### Set task 1:
Copy word for word the stretch of the records from the line containing "Segment man's hand from the image above." through the end of the records.

### Document segment:
One of the positive consequences of becoming a music critic came from buying an Atari 1040 ST computer in 1987. Writing for newspapers like The Times meant I needed to progress from electric typewriter to computer word processing and the Atari was an appealing option because of its inclusion of MIDI ports for electronic keyboards and drum machines. I was inspired by the extraordinary explosion of avant-gardism in dance music – “Acid Tracks” by Phuture and “Washing Machine” by Mr Fingers being two of the most significant example – but one record in particular made me want to explore MIDI sequencing for myself: Model 500’s “Night Drive (Thru Babylon)”, produced by Juan Atkins.

I had flown to New York in August 1987 to interview Jellybean Benitez for The Face magazine. The evening I arrived I went straight out to buy records, heard this track playing in Downtown Records on 6th Avenue and rushed up to the DJ to find out what it was. As it turned out I knew Juan Atkins’ music from his previous group, Cybotron, though I had yet to discover the richness of Detroit techno. In my mind I had grouped Cybotron together with the New York electro hip hop of Afrika Bambaataa’s “Planet Rock”, The Jonzun Crew’s “Pack Jam” and Warp 9’s “Light Years Away”, the kind of tracks played by Jellybean at The Funhouse in Manhattan and the music that persuaded me to write Rap Attack in 1984.

Records like Ryuichi Sakamoto’s “Riot In Lagos” and Haruomi Hosono’s Video Game Music conjured up another kind of landscape, melting away into images, virtual zones and dreams: the dystopian science fiction environments of films like Blade Runner, Stalker and THX 1138, or novels such as Nova Express by William Burroughs, Neuromancer by William Gibson, High Rise by J.G. Ballard, Time Out of Joint by Philip K. Dick and My Life In the Bush of Ghosts by Amos Tutuola. All of these intimations of a future world were reinforced by changes within my own life. Shortly after returning from researching Rap Attack in New York in early 1984 I was invited to write a feature on electro for The Face magazine. At that moment they were looking for a monthly music columnist; my electro feature was accepted, liked and published as a cover feature in May 1984 and so they asked me to write a trial column.

This column, along with many feature articles and interviews for the magazine, turned out to be a long-term job for me, lasting well into the 1990s. For nearly fifteen years I had been close to poverty, struggling from one poorly paid gig to the next, moving frequently from flat to flat, at times having nowhere to live. On holiday in Cornwall with my partner at that time – music writer Sue Steward – I suddenly realised that my knowledge of African-American music history was an invaluable asset, a means to research and better understand the origins of hip hop. I loved the early records – 12 inch singles by Funky Four Plus One More, Sequence, Kurtis Blow and Grandmaster Flash and the Furious Five - but more to the point I understood something of their origins in rhythm and blues, gospel, soul, jazz, radio DJs and African American oral traditions.

### Data supplied:
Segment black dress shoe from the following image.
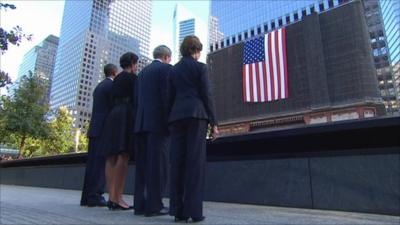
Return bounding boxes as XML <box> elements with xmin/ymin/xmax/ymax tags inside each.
<box><xmin>175</xmin><ymin>216</ymin><xmax>189</xmax><ymax>223</ymax></box>
<box><xmin>192</xmin><ymin>216</ymin><xmax>206</xmax><ymax>223</ymax></box>
<box><xmin>107</xmin><ymin>201</ymin><xmax>131</xmax><ymax>211</ymax></box>
<box><xmin>86</xmin><ymin>200</ymin><xmax>107</xmax><ymax>207</ymax></box>
<box><xmin>134</xmin><ymin>210</ymin><xmax>144</xmax><ymax>216</ymax></box>
<box><xmin>144</xmin><ymin>207</ymin><xmax>169</xmax><ymax>217</ymax></box>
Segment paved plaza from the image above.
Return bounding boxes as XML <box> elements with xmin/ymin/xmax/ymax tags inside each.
<box><xmin>0</xmin><ymin>185</ymin><xmax>400</xmax><ymax>225</ymax></box>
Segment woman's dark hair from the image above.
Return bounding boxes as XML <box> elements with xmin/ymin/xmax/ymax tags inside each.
<box><xmin>104</xmin><ymin>63</ymin><xmax>118</xmax><ymax>77</ymax></box>
<box><xmin>119</xmin><ymin>52</ymin><xmax>139</xmax><ymax>69</ymax></box>
<box><xmin>180</xmin><ymin>35</ymin><xmax>203</xmax><ymax>56</ymax></box>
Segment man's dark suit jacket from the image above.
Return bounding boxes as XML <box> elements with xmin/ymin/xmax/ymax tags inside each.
<box><xmin>135</xmin><ymin>60</ymin><xmax>172</xmax><ymax>133</ymax></box>
<box><xmin>168</xmin><ymin>56</ymin><xmax>217</xmax><ymax>126</ymax></box>
<box><xmin>88</xmin><ymin>78</ymin><xmax>113</xmax><ymax>138</ymax></box>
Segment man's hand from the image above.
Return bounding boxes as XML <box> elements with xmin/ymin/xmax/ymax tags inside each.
<box><xmin>211</xmin><ymin>126</ymin><xmax>219</xmax><ymax>141</ymax></box>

### Set task 2:
Condense the paragraph of the music memoir that begins "I had flown to New York" into a shorter version that keeps its main facts.

### Output 1:
Segment man's hand from the image above.
Return bounding boxes as XML <box> elements with xmin/ymin/xmax/ymax tags inside each.
<box><xmin>211</xmin><ymin>126</ymin><xmax>219</xmax><ymax>141</ymax></box>

### Output 2:
In August 1987 the writer flew to New York to interview Jellybean Benitez for The Face magazine. That first evening, the writer went out to buy records. "Night Drive (Thru Babylon)" was playing in Downtown Records on 6th Avenue, and the writer rushed to the DJ to find out what it was. Juan Atkins' music was already familiar from his earlier group, Cybotron, but Detroit techno was not yet. The writer had grouped Cybotron with New York electro hip hop such as "Planet Rock," "Pack Jam" and "Light Years Away." Jellybean played that kind of track at The Funhouse, and it was the music that led the writer to write Rap Attack in 1984.